● **Activity**
Give the entries back exactly, dropping each image.

═════ Records shown

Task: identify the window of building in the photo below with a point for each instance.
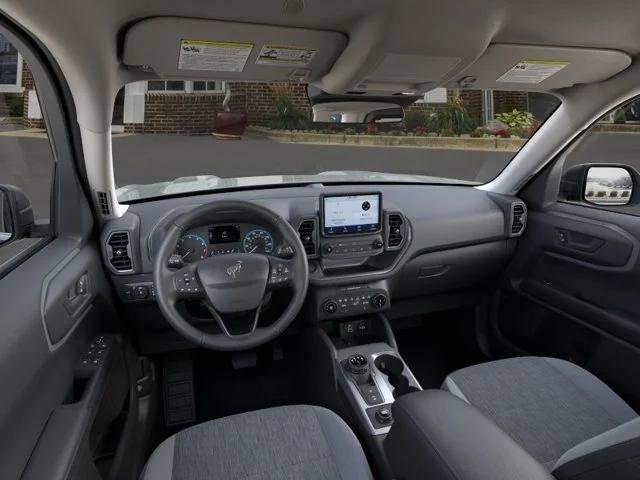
(165, 86)
(185, 86)
(208, 86)
(10, 67)
(26, 171)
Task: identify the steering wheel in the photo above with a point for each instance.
(232, 286)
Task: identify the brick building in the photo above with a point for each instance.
(18, 97)
(189, 107)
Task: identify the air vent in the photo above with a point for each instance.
(306, 230)
(518, 218)
(395, 226)
(103, 203)
(120, 257)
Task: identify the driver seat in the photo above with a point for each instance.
(284, 443)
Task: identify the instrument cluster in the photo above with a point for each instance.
(202, 242)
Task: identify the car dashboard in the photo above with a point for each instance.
(424, 246)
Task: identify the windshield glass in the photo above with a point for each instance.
(172, 137)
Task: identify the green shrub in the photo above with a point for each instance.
(415, 119)
(517, 120)
(453, 119)
(288, 116)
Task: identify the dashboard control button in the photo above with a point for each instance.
(175, 261)
(141, 292)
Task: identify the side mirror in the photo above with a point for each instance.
(605, 185)
(16, 214)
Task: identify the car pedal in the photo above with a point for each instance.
(178, 389)
(277, 353)
(240, 360)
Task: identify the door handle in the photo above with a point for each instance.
(78, 295)
(578, 241)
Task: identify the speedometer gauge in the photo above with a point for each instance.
(257, 241)
(192, 247)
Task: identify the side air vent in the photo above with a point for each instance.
(518, 219)
(119, 251)
(103, 203)
(395, 231)
(307, 232)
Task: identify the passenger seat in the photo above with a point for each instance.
(563, 416)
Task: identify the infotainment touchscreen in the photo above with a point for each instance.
(348, 214)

══════════

● **Output below**
Task: identify the window of building in the photo below with a point for each instance.
(165, 86)
(185, 86)
(208, 86)
(10, 67)
(26, 171)
Task: identify the steering wheel in the photo above with a point for each instance.
(232, 286)
Task: identify the brick building in the photo above with a point for each instance.
(18, 97)
(189, 107)
Task: identify the air vent in the photo above with a point for each instance.
(306, 230)
(518, 218)
(395, 226)
(103, 203)
(120, 257)
Task: identify the driver seat in the photo above with a point for each instance.
(284, 443)
Task: identify the instrument cluster in the photo above with a point for each instance.
(202, 242)
Task: identify the car dashboard in the photo above with a point for each instance.
(424, 246)
Task: identify the windshield glass in the photo above with a point for each instance.
(172, 137)
Task: identify the green shrub in the photo above with a point for each instance.
(415, 119)
(517, 120)
(453, 119)
(288, 116)
Task: identify the dashboard control button in the photo above with a point for each instance.
(175, 261)
(141, 292)
Task: identify the side mirror in the photo above with a point for each instance.
(605, 185)
(16, 214)
Task: identify the car pedal in the photo above with a point for each instance.
(178, 389)
(277, 353)
(240, 360)
Task: identify the door handle in the photo above with a point for each instance.
(78, 295)
(578, 241)
Task: identify the speedometer gauge in the photo above with a point for each instance.
(257, 241)
(192, 247)
Task: identify the side air vent in the photo above with a point for each instance.
(518, 219)
(119, 251)
(103, 203)
(395, 231)
(307, 232)
Task: identify the passenger seat in the photo above with a point for each instance.
(563, 416)
Task: identify the infotainment touchscreen in the photo above with a point for each instance.
(348, 214)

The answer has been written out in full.